**Extracted data:**
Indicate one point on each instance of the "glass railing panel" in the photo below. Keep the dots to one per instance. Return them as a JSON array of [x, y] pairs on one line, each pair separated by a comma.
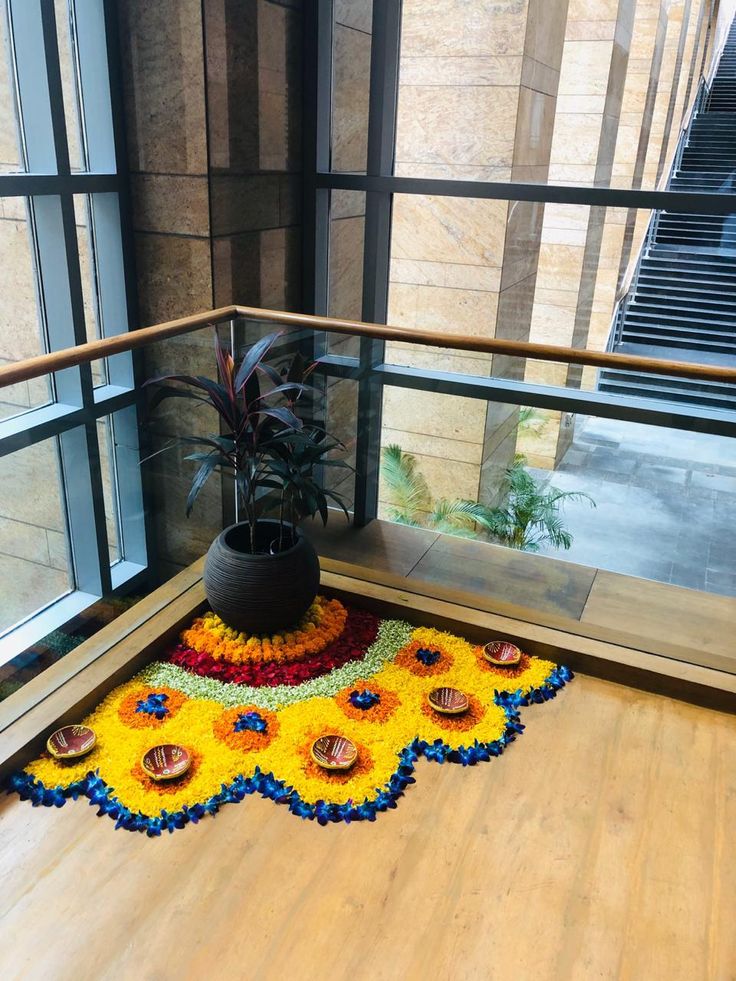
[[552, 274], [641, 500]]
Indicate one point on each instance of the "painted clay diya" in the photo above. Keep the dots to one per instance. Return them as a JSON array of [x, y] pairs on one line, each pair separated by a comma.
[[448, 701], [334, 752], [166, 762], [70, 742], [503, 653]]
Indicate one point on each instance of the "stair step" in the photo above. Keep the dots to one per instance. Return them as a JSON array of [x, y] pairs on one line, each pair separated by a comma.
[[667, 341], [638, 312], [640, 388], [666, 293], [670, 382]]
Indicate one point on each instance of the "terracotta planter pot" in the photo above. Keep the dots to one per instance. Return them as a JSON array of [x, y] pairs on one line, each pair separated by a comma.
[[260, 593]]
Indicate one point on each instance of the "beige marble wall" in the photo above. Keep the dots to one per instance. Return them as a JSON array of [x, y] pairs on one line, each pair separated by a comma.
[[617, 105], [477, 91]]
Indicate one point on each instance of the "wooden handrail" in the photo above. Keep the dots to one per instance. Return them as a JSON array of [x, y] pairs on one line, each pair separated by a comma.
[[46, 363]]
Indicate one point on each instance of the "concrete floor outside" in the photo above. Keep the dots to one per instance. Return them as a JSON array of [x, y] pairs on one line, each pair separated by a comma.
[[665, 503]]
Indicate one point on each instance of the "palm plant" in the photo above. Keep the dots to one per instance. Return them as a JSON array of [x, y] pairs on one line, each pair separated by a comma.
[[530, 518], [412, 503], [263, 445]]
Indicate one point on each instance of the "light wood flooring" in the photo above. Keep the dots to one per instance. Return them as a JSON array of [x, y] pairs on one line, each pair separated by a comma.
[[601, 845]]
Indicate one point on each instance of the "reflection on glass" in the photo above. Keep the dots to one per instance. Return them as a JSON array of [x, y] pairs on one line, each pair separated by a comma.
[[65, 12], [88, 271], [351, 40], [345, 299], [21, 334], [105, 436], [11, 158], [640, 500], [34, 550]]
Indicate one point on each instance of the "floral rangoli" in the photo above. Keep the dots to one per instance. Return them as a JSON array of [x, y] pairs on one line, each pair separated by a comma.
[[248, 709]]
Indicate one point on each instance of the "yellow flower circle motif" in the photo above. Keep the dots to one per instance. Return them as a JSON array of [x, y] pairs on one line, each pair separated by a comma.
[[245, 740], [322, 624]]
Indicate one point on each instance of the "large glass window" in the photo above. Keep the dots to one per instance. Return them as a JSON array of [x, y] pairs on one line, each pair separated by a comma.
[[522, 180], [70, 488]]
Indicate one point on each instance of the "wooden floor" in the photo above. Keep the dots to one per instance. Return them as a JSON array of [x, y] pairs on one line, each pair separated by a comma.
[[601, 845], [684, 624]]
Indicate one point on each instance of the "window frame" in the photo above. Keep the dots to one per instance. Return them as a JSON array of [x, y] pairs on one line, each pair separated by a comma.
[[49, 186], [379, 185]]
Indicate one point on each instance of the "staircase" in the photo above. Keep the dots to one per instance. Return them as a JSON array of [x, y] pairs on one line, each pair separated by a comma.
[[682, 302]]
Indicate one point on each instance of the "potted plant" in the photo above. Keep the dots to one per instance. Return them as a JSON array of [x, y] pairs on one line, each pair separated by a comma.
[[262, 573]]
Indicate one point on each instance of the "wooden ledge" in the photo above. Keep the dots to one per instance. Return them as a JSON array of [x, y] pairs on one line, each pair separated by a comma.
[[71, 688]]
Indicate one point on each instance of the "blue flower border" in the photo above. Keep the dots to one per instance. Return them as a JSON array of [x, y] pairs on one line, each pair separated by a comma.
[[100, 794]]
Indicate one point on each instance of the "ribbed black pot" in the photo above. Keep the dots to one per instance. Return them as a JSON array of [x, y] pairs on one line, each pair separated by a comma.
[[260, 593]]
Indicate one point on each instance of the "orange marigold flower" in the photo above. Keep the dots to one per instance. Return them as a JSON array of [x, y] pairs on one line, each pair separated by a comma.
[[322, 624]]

**Assignment:** Reproduce the full listing above verbatim, with no pictures included.

**Written solution:**
Indicate one point on each instance of the "glass railing panel" in the photo below. Keep the dots to one per instance. Return them as a JSON array of [x, y] pairs on one line, each pair separated by a comma.
[[552, 274], [641, 500]]
Indicate one point on each instance of the "painted clay diya" in the photo above. Keep the dots to one per instance. Return them as a JSON array of [x, y] pairs on one line, each pair separated by a comma.
[[448, 701], [334, 752], [166, 762], [70, 742], [503, 653]]
Indicate one point on each instance of the "stair step" in the photo above. Keep the dots to one per instance. Return them as a JSON array of [x, y] pairs on one line, each pair separated by a comma.
[[667, 341], [638, 312], [640, 388], [666, 293], [670, 382]]
Indicate one point on each instance of the "terracotta planter pot" in the photo above. Keep the dots to one per instance. Return them as a JSON array of [x, y] pairs on one line, each pair separated by a comma.
[[260, 593]]
Indicate one point on each instance of the "beige marble wall" in the photo above. Keep the dots to one per instance. Return them as a JSON array of [x, y] pairs on one line, each pair separated by a comma.
[[617, 105], [477, 91]]
Indicate one point on each instance of the "wooden handrail" in the photo above. Keep the dots to one per instance. Return them as a JSON array of [x, y] pairs on one line, each pair separated by a comma.
[[46, 363]]
Indicate one point on each instance of the "concrete floor outside" in the photo above. Keep the dots to one per instance. Return them as a JSON array of [x, y] pairs on one line, each pair separated by a comma.
[[665, 503]]
Indicate one point on each instance of the "palm plant" in the photo above. Keep the dots to one per instance. Return them as a JSON array of [x, y] pairs on one line, each pair separated by a comma.
[[530, 518], [412, 503], [263, 445]]
Indicate one point on each instance of the "light wood flooring" in the photo above. Keep the dots to one per instance. Return them as a JSON array of [x, y] pairs on one line, each pair separated by a comma.
[[601, 845]]
Indicate one point on each instance of the "reflection on glass" in the photo above. Keep the dots to one per instance. Return them as a JSON array of [x, y] pairs on one line, each pair separated by a comma.
[[65, 12], [88, 271], [351, 40], [345, 299], [21, 334], [105, 436], [11, 158], [640, 500], [34, 550]]
Indicate one point on each instance of the "floral rangoli" in the photo above. Keep the dots to one per instance. Return them as a JSON array of [x, y] pairs on one line, each pair separated by a comma.
[[248, 709]]
Indicate one point on each instance of the "yellow flower circle motif" in the photo above. Keep the dots to one per instance. Return them as a JSON array of [x, y] pairs on one line, each pair separated by a comma.
[[245, 740], [322, 624]]
Indicate one point on each instance of the "large glass window" in the photo above. Keep the dots to one per instance. Return them as a JSON array of [x, y] pairs on one line, each pair separated by a comma.
[[522, 180], [70, 488]]
Indicate one point on each instance of the "wooden floor" in the photo above. Keep the dots to one per instance. Return them as a JSON array of [x, y] pairs on one line, each pair separated by a comma.
[[601, 845], [684, 624]]
Indicate one point on each instance of the "window frame" in the photo above. Keep the dots to one per instance. Return them as a JSON array of [x, y] pairs on one line, each pair separated by a comma.
[[49, 186], [379, 185]]
Indicate one point on each instance of the "staircase" in the photo above. Keep the dots to one per instance. Return them as a JSON array of [x, y] pairs on one line, each pair separated by a comma.
[[682, 302]]
Indicate one point on each instance of the "potted plant" in the photo above. Keep the dots to one per instance. Return them as a JSON array of [x, y] pairs on one line, each pair separated by a comma.
[[262, 573]]
Indicate one point on each instance of the "wooden ledge" in the photo above. Keep the dots to one per instance. Return them as a JSON array of [x, y] pairs on one line, each pair separated by a comma.
[[71, 688]]
Indicate one point on each instance of the "blue flower border" in the photo above. Keep the dots to one per instance. Return them as a JSON array of [x, y] pairs on one line, each pair separated by a comma.
[[100, 794]]
Indicate one point on each instance of the "ribbed black pot" in the photo above. Keep the dots to one per instance. Return them as a JSON array of [x, y] pairs on one line, each pair separated by a comma.
[[260, 593]]
Indicate one point on each instance of the "orange marigold flower" in the photo above. Keep the dots to one per instance. Return them as a JSON array of [x, y] pairs on one line, each pair separated by a comma.
[[322, 624]]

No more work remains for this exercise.